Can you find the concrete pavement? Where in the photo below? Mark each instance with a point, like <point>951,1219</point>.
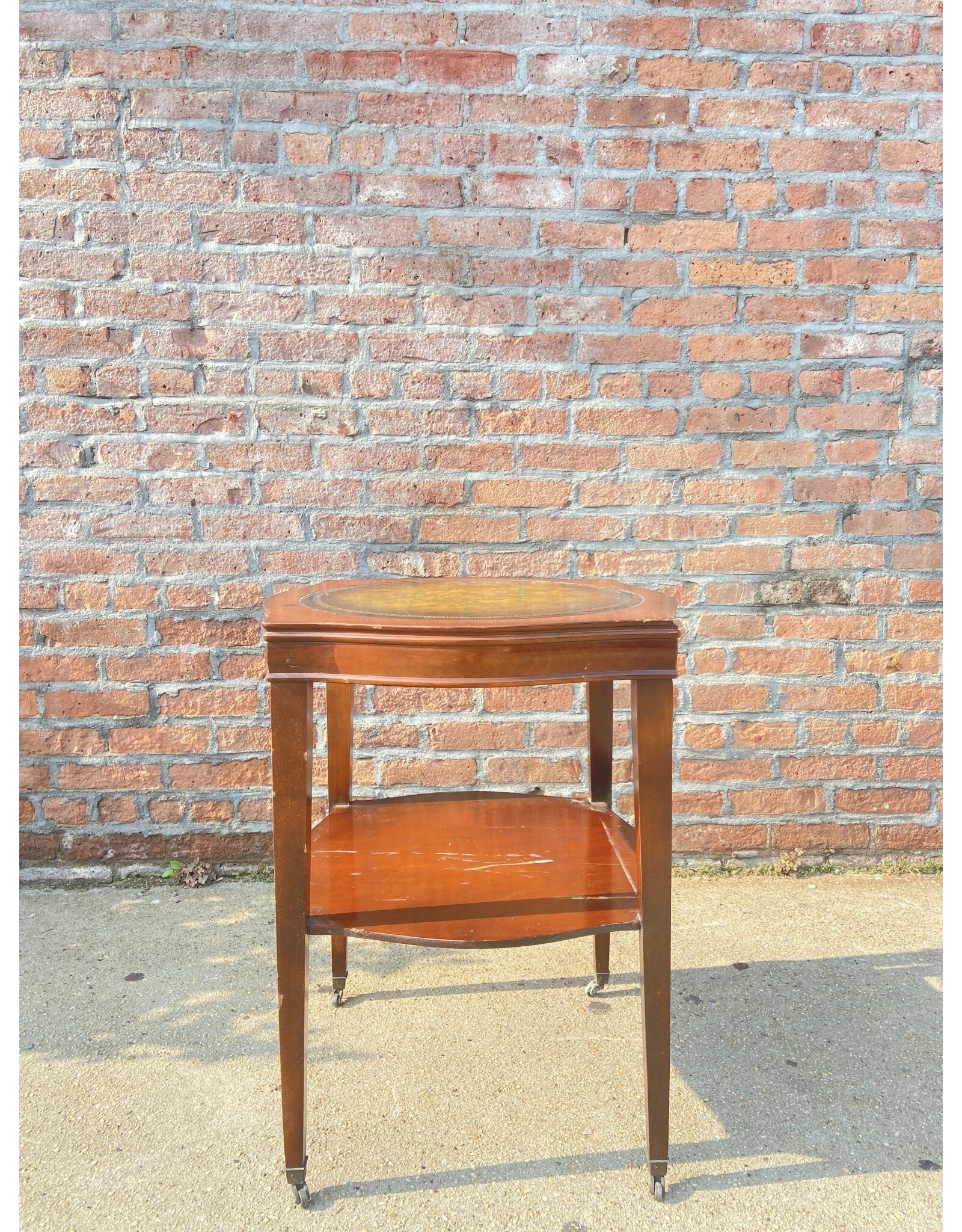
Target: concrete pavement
<point>482,1089</point>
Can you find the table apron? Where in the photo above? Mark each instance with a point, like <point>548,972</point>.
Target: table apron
<point>472,662</point>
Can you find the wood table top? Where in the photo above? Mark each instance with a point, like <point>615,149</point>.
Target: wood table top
<point>465,604</point>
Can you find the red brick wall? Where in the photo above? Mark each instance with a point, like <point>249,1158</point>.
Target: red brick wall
<point>637,290</point>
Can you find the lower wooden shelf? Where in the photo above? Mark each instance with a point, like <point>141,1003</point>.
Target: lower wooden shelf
<point>472,869</point>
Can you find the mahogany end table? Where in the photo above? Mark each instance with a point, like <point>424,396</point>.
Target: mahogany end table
<point>474,867</point>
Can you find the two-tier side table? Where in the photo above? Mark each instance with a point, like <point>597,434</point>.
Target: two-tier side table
<point>476,867</point>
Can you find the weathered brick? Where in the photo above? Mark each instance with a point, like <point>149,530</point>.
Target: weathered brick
<point>363,307</point>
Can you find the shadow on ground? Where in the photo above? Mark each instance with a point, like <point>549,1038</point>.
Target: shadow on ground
<point>845,1047</point>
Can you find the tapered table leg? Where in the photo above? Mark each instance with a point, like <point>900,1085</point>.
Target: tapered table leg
<point>339,697</point>
<point>652,759</point>
<point>600,742</point>
<point>292,741</point>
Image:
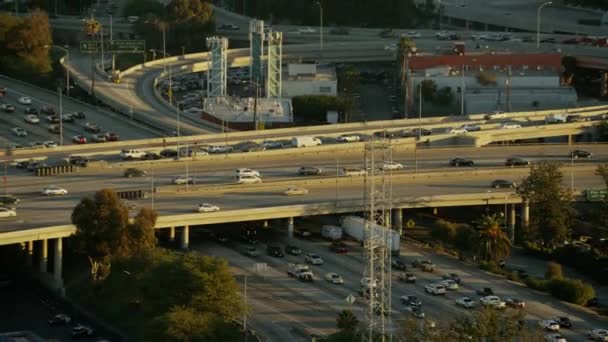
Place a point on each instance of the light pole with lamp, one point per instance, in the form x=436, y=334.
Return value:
x=320, y=29
x=67, y=66
x=538, y=22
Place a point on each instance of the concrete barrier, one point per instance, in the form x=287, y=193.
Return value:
x=56, y=170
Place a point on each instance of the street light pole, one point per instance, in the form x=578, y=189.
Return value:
x=538, y=22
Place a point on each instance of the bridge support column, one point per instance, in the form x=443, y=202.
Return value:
x=512, y=223
x=44, y=254
x=525, y=215
x=29, y=253
x=172, y=234
x=58, y=263
x=290, y=228
x=185, y=243
x=398, y=219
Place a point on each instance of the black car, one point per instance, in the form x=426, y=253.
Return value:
x=133, y=172
x=399, y=264
x=293, y=250
x=309, y=171
x=31, y=110
x=151, y=156
x=503, y=184
x=8, y=200
x=168, y=153
x=564, y=322
x=580, y=154
x=275, y=251
x=411, y=301
x=515, y=161
x=453, y=276
x=461, y=162
x=486, y=291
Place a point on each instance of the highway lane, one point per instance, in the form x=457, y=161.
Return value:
x=37, y=210
x=107, y=120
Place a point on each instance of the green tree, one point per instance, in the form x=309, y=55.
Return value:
x=103, y=230
x=493, y=242
x=550, y=205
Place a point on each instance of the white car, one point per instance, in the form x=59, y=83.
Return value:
x=18, y=131
x=24, y=100
x=348, y=138
x=6, y=212
x=353, y=171
x=435, y=289
x=465, y=302
x=471, y=128
x=510, y=125
x=247, y=172
x=54, y=190
x=334, y=278
x=555, y=338
x=292, y=190
x=390, y=165
x=493, y=301
x=598, y=334
x=306, y=30
x=180, y=180
x=31, y=118
x=207, y=208
x=313, y=259
x=458, y=131
x=248, y=180
x=549, y=324
x=449, y=284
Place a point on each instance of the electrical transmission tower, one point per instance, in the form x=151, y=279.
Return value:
x=378, y=237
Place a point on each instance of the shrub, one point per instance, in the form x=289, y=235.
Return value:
x=554, y=271
x=571, y=290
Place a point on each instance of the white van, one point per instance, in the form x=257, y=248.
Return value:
x=305, y=141
x=132, y=154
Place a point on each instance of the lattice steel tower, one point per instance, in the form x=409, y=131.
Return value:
x=216, y=76
x=275, y=59
x=378, y=238
x=256, y=42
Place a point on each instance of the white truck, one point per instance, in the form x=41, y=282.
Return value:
x=305, y=141
x=354, y=227
x=299, y=271
x=331, y=232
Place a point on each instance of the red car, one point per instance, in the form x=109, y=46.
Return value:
x=111, y=136
x=338, y=247
x=79, y=139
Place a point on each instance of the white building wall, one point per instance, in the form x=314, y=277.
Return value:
x=293, y=88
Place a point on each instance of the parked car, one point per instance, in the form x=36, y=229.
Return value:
x=309, y=171
x=461, y=162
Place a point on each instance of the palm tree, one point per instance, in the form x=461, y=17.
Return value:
x=494, y=244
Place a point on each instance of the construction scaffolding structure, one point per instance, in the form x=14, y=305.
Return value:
x=218, y=66
x=274, y=77
x=378, y=201
x=256, y=42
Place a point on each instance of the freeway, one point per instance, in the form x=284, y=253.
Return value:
x=39, y=211
x=107, y=120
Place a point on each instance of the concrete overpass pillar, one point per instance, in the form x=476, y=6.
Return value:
x=44, y=254
x=397, y=219
x=290, y=227
x=512, y=223
x=185, y=238
x=29, y=253
x=525, y=215
x=58, y=262
x=172, y=234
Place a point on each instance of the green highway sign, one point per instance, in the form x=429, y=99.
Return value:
x=596, y=195
x=114, y=46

=====

# Problem details:
Copy the full listing above exactly, apart from the pictures.

# Task solution:
Can you find the concrete pavement? Where in the photo below? Mark each instance with a point, like <point>951,1219</point>.
Target: concrete pavement
<point>482,1089</point>
Can you find the table apron? Where in the photo above? Mark each instance with a point, like <point>548,972</point>.
Target: table apron
<point>472,662</point>
Can you find the wood table top? Where in the photo above? Mark each instance with a point, like <point>615,149</point>.
Target: wood table top
<point>465,604</point>
Can you find the red brick wall? Where in the photo above? Mark each instance with a point, like <point>249,1158</point>.
Target: red brick wall
<point>637,290</point>
Can you find the lower wooden shelf? Where in the photo above? Mark each instance with a point, like <point>141,1003</point>.
Target: lower wooden shelf
<point>472,869</point>
Can you find the mahogany end table? Where in the photo above? Mark each instance with a point, like <point>424,396</point>.
Target: mahogany end table
<point>474,867</point>
Can you find the two-tier side table? Where in the photo above? Mark each instance with a point, like <point>597,434</point>.
Target: two-tier side table
<point>476,867</point>
Can you find the weathered brick? Where in the photo above? Mark each instance with a point, like <point>149,530</point>.
Target: weathered brick
<point>363,307</point>
Can you find the shadow on ground? Where in the photo above? Mark each instance with a point, like <point>549,1038</point>.
Target: shadow on ground
<point>845,1047</point>
Can you find the tapered table leg? Where in the photo above? Mark each instance with a point, like <point>900,1085</point>.
Target: tapered table leg
<point>339,697</point>
<point>652,759</point>
<point>600,742</point>
<point>292,741</point>
Image:
Place a point on each instance of the light pole with lamp, one point per instance, in the form x=436, y=334.
Return value:
x=320, y=29
x=67, y=66
x=538, y=22
Place a point on each instance of the concrete barrier, one point per instance, in the form x=287, y=193.
Return value:
x=56, y=170
Place a point on each instance of the street light pole, one point per instance, in the form x=578, y=189.
Return value:
x=538, y=22
Place a point on each instance of the bridge support column, one point per instance, in the form x=443, y=202.
Return value:
x=512, y=223
x=44, y=254
x=525, y=215
x=29, y=253
x=172, y=234
x=58, y=263
x=290, y=228
x=185, y=243
x=398, y=219
Place a point on each instance of the black car, one point per instance, in the form x=426, y=253.
Return value:
x=133, y=172
x=399, y=264
x=293, y=250
x=309, y=171
x=31, y=110
x=151, y=156
x=503, y=184
x=8, y=200
x=168, y=153
x=564, y=322
x=580, y=154
x=275, y=251
x=411, y=301
x=515, y=161
x=453, y=276
x=461, y=162
x=486, y=291
Place a point on each instance of the highway lane, one point per instance, in the form x=457, y=161.
Return value:
x=37, y=210
x=107, y=120
Place a point on each instance of the green tree, one point per instance, in the form x=309, y=55.
Return value:
x=103, y=230
x=493, y=242
x=550, y=205
Place a point on each instance of the white car, one point per instance, in the form x=59, y=83.
Return value:
x=18, y=131
x=24, y=100
x=348, y=138
x=6, y=212
x=353, y=171
x=435, y=289
x=465, y=302
x=471, y=128
x=510, y=125
x=247, y=172
x=54, y=190
x=334, y=278
x=555, y=338
x=292, y=190
x=390, y=165
x=493, y=301
x=598, y=334
x=306, y=30
x=180, y=180
x=31, y=118
x=207, y=208
x=313, y=259
x=458, y=131
x=248, y=180
x=549, y=324
x=449, y=284
Place a point on each instance of the electrical transmission tower, one point per instance, in the form x=151, y=279.
Return value:
x=378, y=237
Place a point on each instance of the shrub, one point per instance, in the form x=289, y=235.
Return value:
x=554, y=271
x=571, y=290
Place a point on each instance of the white van, one point per instance, in the form x=257, y=248.
Return value:
x=305, y=141
x=132, y=154
Place a point on each instance of the lattice steel tower, one point per instance, in the form x=409, y=131.
Return value:
x=216, y=76
x=275, y=59
x=378, y=238
x=256, y=42
Place a point on each instance of the white truck, one point per instance, in the form x=41, y=282.
Return value:
x=305, y=141
x=354, y=227
x=299, y=271
x=331, y=232
Place a point on each instance of the red car, one point per instance, in the form x=109, y=46.
Return value:
x=111, y=136
x=338, y=247
x=79, y=139
Place a point on each instance of the white building wall, one point per instance, in the form x=314, y=277.
Return value:
x=293, y=88
Place a point on each instance of the parked car, one point per instance, in the form x=36, y=229.
Return value:
x=309, y=171
x=461, y=162
Place a point on each instance of the palm tree, one point per instance, in the form x=461, y=17.
Return value:
x=494, y=244
Place a point on each instance of the construction scaffolding structure, one point per instance, in the form x=14, y=305.
Return value:
x=218, y=66
x=274, y=77
x=378, y=201
x=256, y=42
Place a point on each instance of the freeway, one point per instance, in the form x=284, y=253.
Return value:
x=39, y=211
x=107, y=120
Place a point on each instance of the concrete overpass pillar, one point per instance, in the form x=476, y=6.
Return value:
x=44, y=254
x=397, y=219
x=290, y=227
x=512, y=223
x=185, y=238
x=29, y=253
x=525, y=215
x=58, y=262
x=172, y=234
Place a point on each instance of the green highway sign, one point per instance, in the form x=429, y=99.
Return value:
x=596, y=195
x=114, y=46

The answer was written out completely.